INPUT RECORDS |
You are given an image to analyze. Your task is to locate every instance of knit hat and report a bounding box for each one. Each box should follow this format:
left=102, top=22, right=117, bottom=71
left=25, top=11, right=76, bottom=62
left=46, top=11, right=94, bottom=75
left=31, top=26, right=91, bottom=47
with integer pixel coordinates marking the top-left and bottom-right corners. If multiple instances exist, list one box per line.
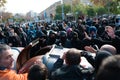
left=89, top=26, right=97, bottom=33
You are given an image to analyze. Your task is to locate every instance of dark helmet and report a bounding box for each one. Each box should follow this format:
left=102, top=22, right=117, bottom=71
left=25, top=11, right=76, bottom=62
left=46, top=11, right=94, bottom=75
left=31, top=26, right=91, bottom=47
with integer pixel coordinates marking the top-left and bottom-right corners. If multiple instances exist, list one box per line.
left=59, top=31, right=67, bottom=37
left=37, top=31, right=46, bottom=38
left=49, top=30, right=56, bottom=36
left=59, top=31, right=67, bottom=41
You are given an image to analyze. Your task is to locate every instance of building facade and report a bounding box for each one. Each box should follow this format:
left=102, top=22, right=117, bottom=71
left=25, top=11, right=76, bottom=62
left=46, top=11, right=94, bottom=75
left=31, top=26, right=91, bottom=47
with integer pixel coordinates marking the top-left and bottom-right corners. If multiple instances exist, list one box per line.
left=39, top=0, right=90, bottom=21
left=39, top=1, right=61, bottom=21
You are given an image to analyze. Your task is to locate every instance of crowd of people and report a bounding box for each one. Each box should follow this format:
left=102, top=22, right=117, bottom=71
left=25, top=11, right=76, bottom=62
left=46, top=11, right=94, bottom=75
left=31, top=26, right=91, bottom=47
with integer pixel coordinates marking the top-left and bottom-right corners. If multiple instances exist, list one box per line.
left=0, top=15, right=120, bottom=80
left=0, top=16, right=120, bottom=51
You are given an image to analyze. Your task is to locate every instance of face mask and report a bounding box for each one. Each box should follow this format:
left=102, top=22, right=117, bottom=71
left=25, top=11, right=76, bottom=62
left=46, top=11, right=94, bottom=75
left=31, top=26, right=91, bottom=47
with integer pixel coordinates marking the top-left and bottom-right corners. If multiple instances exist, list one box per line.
left=90, top=34, right=96, bottom=39
left=73, top=36, right=77, bottom=40
left=61, top=36, right=66, bottom=41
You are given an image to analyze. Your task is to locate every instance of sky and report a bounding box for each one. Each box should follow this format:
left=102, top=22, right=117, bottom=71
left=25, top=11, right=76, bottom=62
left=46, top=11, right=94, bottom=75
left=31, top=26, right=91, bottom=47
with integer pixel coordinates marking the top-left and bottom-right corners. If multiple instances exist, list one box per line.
left=4, top=0, right=60, bottom=14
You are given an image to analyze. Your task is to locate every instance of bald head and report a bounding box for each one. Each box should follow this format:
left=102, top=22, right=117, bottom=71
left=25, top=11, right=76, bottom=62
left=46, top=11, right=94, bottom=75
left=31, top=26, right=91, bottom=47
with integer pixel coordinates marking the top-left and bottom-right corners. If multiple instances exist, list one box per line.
left=100, top=44, right=116, bottom=55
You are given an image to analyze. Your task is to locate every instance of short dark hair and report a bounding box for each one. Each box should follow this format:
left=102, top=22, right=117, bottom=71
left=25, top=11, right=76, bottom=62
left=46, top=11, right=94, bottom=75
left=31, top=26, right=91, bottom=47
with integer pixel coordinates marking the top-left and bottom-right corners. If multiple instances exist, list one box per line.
left=95, top=50, right=112, bottom=72
left=28, top=64, right=48, bottom=80
left=96, top=55, right=120, bottom=80
left=65, top=48, right=81, bottom=65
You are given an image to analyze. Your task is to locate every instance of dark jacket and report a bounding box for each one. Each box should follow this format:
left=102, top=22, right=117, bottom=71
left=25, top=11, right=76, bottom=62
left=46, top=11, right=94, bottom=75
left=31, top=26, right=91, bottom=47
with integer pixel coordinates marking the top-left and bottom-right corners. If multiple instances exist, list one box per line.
left=50, top=58, right=93, bottom=80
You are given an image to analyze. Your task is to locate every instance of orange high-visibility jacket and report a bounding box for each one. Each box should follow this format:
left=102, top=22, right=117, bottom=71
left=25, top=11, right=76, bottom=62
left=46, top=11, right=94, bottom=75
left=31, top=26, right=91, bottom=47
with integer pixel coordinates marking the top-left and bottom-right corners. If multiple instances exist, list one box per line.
left=0, top=69, right=27, bottom=80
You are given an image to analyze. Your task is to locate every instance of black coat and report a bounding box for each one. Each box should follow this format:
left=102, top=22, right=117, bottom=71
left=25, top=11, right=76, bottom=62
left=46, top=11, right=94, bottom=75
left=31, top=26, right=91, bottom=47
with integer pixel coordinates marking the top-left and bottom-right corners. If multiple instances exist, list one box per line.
left=50, top=58, right=93, bottom=80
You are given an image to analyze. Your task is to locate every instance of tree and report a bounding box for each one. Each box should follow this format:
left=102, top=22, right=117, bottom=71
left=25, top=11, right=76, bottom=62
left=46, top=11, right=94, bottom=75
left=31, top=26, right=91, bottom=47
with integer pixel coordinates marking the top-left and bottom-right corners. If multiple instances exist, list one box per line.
left=56, top=4, right=71, bottom=15
left=73, top=3, right=86, bottom=15
left=0, top=0, right=6, bottom=7
left=55, top=4, right=71, bottom=20
left=54, top=13, right=62, bottom=20
left=13, top=13, right=26, bottom=22
left=90, top=0, right=111, bottom=6
left=105, top=0, right=120, bottom=14
left=1, top=12, right=13, bottom=22
left=94, top=6, right=107, bottom=15
left=90, top=0, right=120, bottom=14
left=86, top=6, right=96, bottom=17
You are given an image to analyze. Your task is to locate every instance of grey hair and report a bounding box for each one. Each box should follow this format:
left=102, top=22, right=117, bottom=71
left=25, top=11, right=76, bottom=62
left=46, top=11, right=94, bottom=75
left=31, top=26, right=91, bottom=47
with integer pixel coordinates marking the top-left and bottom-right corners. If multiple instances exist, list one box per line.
left=0, top=44, right=11, bottom=54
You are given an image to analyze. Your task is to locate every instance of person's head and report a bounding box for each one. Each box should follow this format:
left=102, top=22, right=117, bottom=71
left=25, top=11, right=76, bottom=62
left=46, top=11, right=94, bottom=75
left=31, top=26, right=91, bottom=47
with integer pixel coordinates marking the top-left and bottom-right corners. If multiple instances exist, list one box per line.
left=105, top=25, right=115, bottom=33
left=89, top=26, right=97, bottom=34
left=71, top=31, right=78, bottom=40
left=63, top=20, right=68, bottom=26
left=59, top=31, right=67, bottom=41
left=89, top=26, right=97, bottom=38
left=9, top=28, right=15, bottom=36
left=65, top=48, right=81, bottom=65
left=28, top=64, right=48, bottom=80
left=0, top=44, right=14, bottom=69
left=100, top=44, right=116, bottom=55
left=102, top=18, right=108, bottom=26
left=9, top=28, right=15, bottom=33
left=95, top=50, right=112, bottom=72
left=37, top=31, right=46, bottom=39
left=19, top=27, right=24, bottom=32
left=49, top=30, right=56, bottom=40
left=96, top=55, right=120, bottom=80
left=66, top=28, right=72, bottom=35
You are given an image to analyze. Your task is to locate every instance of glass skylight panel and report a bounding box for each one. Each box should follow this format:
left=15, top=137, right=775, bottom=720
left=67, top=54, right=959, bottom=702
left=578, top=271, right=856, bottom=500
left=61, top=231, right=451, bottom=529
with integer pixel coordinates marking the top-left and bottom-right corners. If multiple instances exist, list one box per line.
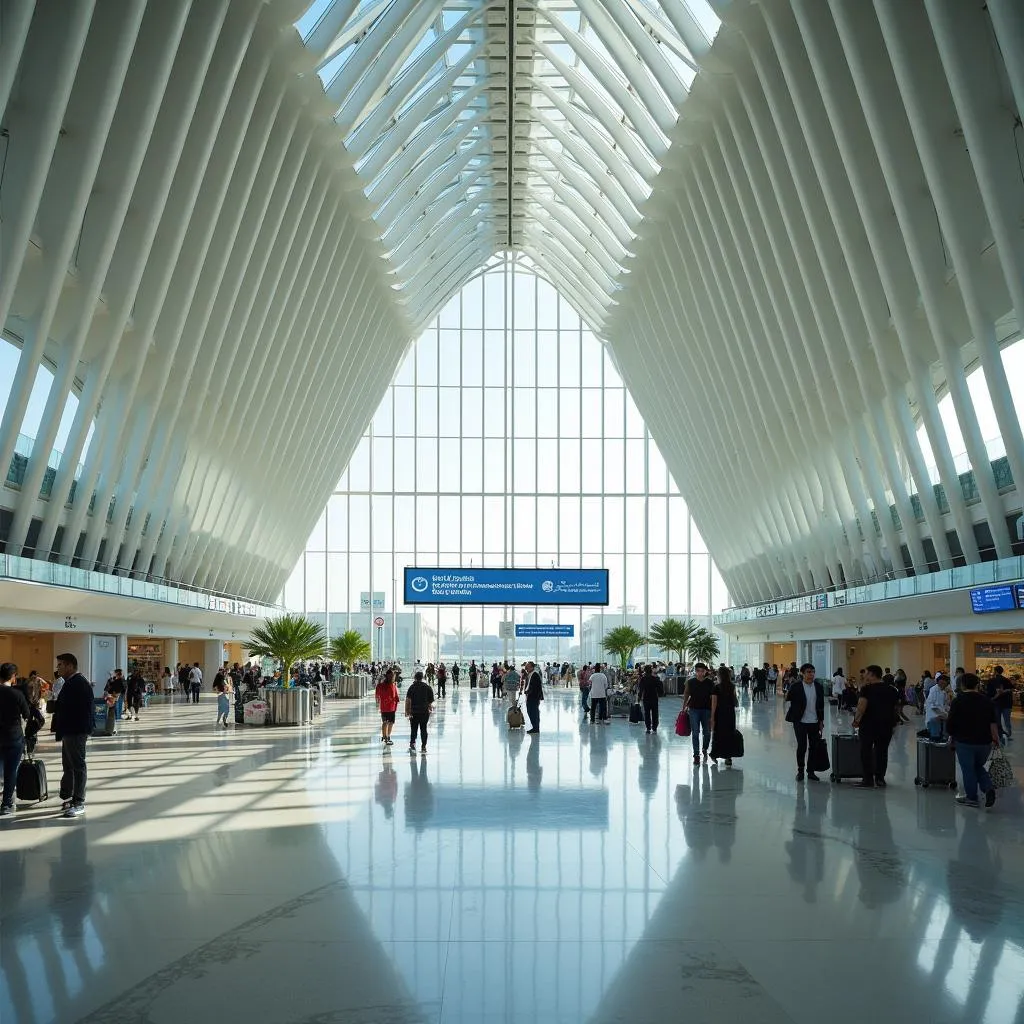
left=293, top=0, right=704, bottom=329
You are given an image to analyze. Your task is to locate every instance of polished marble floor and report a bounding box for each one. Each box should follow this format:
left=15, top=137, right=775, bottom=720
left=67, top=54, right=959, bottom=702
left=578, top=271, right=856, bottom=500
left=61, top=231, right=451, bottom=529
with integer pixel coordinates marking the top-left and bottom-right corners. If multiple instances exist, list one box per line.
left=1, top=685, right=1022, bottom=1024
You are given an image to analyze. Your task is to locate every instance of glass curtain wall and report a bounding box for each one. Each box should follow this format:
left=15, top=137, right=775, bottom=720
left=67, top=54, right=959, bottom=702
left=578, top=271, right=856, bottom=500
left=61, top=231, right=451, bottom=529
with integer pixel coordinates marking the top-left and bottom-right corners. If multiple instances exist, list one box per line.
left=283, top=256, right=728, bottom=664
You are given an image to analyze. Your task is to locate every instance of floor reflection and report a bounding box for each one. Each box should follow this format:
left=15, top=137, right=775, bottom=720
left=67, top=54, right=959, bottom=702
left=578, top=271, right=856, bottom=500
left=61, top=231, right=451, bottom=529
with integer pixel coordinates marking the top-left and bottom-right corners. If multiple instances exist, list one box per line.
left=0, top=692, right=1021, bottom=1024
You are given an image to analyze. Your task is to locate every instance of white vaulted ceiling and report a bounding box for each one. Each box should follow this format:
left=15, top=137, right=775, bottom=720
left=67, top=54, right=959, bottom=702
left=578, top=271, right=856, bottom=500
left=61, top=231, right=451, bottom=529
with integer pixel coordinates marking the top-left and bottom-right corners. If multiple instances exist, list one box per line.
left=295, top=0, right=720, bottom=332
left=3, top=0, right=1024, bottom=611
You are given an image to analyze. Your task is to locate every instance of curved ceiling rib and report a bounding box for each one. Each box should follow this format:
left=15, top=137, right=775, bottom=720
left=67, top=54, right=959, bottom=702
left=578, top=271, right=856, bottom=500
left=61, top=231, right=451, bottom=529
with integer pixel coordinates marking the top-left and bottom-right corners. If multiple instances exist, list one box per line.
left=294, top=0, right=721, bottom=331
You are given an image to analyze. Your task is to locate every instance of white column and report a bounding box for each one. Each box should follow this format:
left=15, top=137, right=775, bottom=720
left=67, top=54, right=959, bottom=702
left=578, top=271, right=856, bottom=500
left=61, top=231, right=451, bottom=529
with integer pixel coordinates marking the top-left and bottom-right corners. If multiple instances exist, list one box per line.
left=203, top=639, right=226, bottom=684
left=165, top=638, right=179, bottom=673
left=57, top=633, right=92, bottom=682
left=115, top=634, right=129, bottom=673
left=949, top=633, right=965, bottom=674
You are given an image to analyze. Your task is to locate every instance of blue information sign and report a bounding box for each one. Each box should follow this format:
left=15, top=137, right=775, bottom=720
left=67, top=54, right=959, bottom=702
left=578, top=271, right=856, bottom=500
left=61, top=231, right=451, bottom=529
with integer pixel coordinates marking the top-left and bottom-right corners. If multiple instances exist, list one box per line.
left=404, top=568, right=609, bottom=606
left=515, top=624, right=575, bottom=638
left=969, top=585, right=1019, bottom=614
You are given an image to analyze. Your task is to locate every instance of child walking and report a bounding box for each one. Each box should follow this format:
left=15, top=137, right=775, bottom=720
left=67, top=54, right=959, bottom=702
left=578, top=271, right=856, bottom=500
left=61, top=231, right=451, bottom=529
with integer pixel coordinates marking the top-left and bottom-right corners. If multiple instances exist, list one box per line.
left=215, top=681, right=231, bottom=729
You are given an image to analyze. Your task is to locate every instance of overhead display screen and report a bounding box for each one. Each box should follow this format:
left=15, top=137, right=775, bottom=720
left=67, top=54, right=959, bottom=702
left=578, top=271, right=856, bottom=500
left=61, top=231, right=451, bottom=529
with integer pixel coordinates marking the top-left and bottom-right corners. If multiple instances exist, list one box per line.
left=403, top=568, right=609, bottom=606
left=969, top=585, right=1019, bottom=614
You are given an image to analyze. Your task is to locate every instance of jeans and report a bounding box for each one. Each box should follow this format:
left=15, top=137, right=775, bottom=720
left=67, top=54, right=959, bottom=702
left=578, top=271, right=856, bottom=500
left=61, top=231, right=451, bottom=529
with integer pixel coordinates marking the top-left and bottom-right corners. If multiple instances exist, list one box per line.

WHAT TO DO |
From the data, list each line in which the string "hair" appears.

TASK ANSWER |
You are given an image to analyze. Your task is to locate every instance of short dark hair and report a bounding box for each one. Each box should follow this format:
You are given an image to analyze. Your task is to locate every instance of grey hair and report a bounding box for each one. Each box should follow this format:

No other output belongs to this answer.